PROBLEM TO WORK ON: Every line that contains the word "striped" should be copied from the records below.

*** Begin section ***

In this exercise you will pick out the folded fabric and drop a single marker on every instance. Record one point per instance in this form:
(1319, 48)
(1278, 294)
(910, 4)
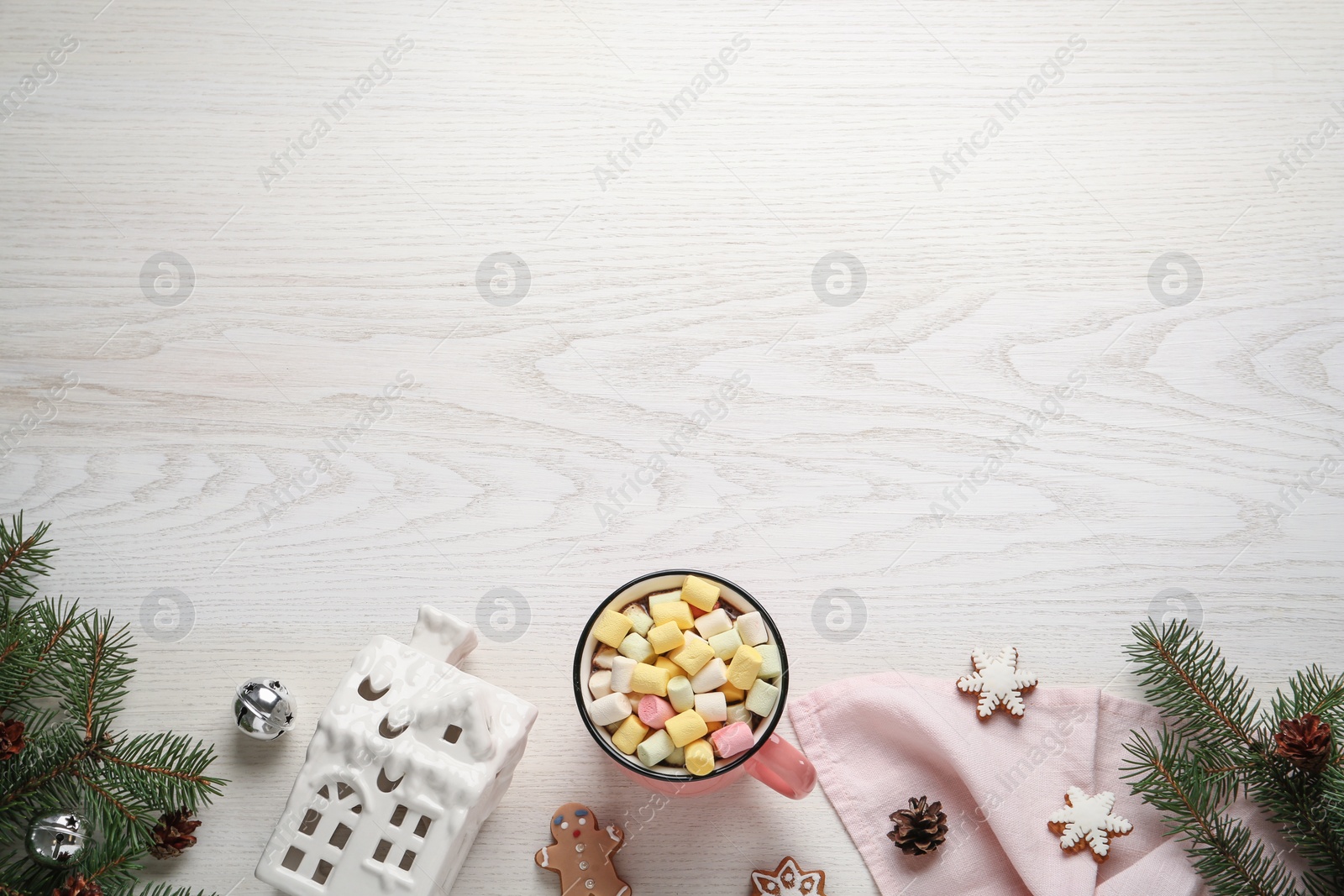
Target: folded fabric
(882, 739)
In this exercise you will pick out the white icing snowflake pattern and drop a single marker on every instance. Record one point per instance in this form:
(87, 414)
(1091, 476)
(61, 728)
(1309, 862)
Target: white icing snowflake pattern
(999, 681)
(1089, 819)
(788, 879)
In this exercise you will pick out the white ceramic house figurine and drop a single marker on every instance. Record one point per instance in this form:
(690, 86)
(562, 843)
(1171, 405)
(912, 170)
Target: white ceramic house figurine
(409, 759)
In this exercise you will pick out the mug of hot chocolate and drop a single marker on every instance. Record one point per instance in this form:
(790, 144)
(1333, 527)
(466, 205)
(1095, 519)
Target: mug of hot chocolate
(680, 678)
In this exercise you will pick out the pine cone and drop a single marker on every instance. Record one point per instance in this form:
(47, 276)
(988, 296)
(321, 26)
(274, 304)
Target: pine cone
(1305, 741)
(174, 835)
(920, 829)
(11, 738)
(78, 886)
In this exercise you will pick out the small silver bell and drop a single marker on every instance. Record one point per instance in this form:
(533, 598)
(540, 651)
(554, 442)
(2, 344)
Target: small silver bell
(58, 840)
(264, 708)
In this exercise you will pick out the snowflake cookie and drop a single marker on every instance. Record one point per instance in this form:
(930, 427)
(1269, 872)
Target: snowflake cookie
(999, 681)
(1089, 820)
(788, 879)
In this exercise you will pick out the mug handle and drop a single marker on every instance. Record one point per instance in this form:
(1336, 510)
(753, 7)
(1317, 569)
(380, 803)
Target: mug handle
(783, 766)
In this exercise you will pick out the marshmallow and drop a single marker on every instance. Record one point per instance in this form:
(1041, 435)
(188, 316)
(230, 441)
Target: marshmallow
(752, 629)
(611, 627)
(665, 637)
(611, 710)
(711, 678)
(770, 665)
(685, 727)
(712, 624)
(737, 712)
(692, 654)
(725, 644)
(730, 694)
(655, 712)
(761, 700)
(622, 668)
(732, 739)
(711, 705)
(699, 758)
(600, 684)
(655, 750)
(640, 621)
(674, 610)
(699, 593)
(647, 679)
(746, 667)
(665, 597)
(636, 647)
(629, 735)
(680, 694)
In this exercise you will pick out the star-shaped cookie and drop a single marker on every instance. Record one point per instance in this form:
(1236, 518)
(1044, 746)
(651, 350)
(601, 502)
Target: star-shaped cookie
(788, 879)
(999, 683)
(1089, 821)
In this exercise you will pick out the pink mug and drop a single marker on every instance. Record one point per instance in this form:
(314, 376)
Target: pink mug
(772, 761)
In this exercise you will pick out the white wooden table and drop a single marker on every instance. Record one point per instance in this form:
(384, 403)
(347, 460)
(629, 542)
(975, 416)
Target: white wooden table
(1043, 255)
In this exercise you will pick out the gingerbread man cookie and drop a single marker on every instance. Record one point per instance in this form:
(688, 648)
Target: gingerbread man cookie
(582, 853)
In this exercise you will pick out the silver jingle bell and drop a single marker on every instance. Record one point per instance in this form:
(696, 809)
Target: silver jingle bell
(264, 708)
(58, 840)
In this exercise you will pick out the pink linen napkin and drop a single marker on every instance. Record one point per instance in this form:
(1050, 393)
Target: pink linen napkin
(882, 739)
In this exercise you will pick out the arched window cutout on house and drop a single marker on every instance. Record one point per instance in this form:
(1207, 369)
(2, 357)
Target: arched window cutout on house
(323, 829)
(366, 691)
(385, 785)
(389, 731)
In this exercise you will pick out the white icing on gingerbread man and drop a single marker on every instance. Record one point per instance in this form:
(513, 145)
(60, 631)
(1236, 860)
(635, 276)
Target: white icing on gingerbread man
(999, 681)
(1089, 819)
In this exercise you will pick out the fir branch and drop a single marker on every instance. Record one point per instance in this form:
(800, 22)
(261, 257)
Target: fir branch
(167, 768)
(165, 889)
(20, 559)
(38, 631)
(97, 664)
(1294, 801)
(1310, 691)
(1187, 678)
(54, 654)
(1167, 775)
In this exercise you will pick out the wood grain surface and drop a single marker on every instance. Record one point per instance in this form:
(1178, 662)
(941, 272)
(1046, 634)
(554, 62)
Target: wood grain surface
(1032, 425)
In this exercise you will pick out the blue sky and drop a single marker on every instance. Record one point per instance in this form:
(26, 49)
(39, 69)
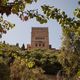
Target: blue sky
(21, 33)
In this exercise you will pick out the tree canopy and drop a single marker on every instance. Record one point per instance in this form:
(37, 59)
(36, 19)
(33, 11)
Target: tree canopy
(70, 51)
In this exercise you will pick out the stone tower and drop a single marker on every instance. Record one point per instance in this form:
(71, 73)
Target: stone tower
(40, 37)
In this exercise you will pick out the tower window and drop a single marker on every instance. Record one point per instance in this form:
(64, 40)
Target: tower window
(36, 45)
(43, 45)
(39, 45)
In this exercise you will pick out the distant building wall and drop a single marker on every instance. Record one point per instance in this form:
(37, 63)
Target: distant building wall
(40, 37)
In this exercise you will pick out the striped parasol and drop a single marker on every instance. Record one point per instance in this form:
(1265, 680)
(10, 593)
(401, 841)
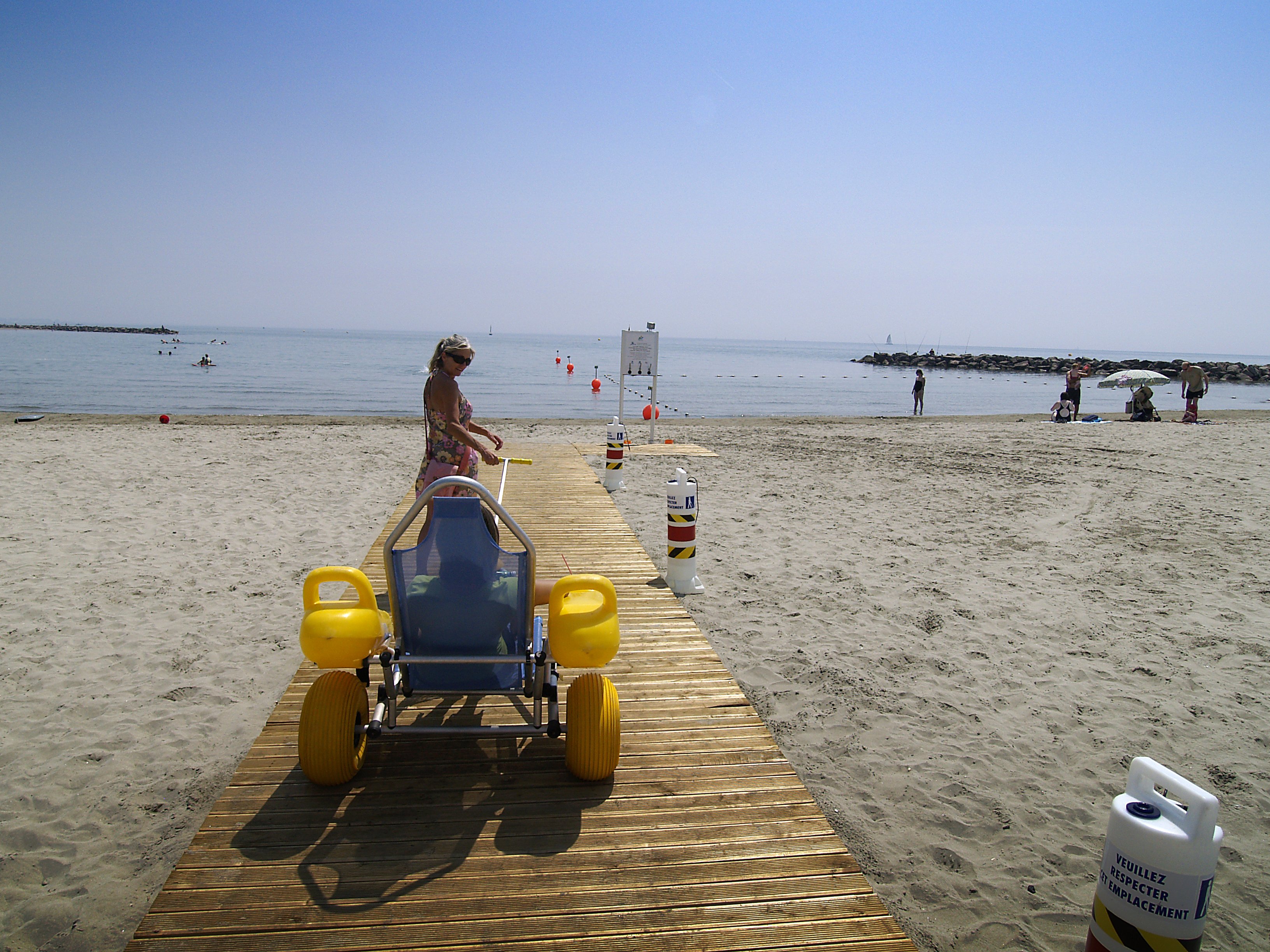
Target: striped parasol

*** End section ***

OUTPUT OF THE EXERCISE:
In this exercise you will pick out the striped parasol and drop a single marker on every instance. Record one point per instance in this form:
Target: striped parasol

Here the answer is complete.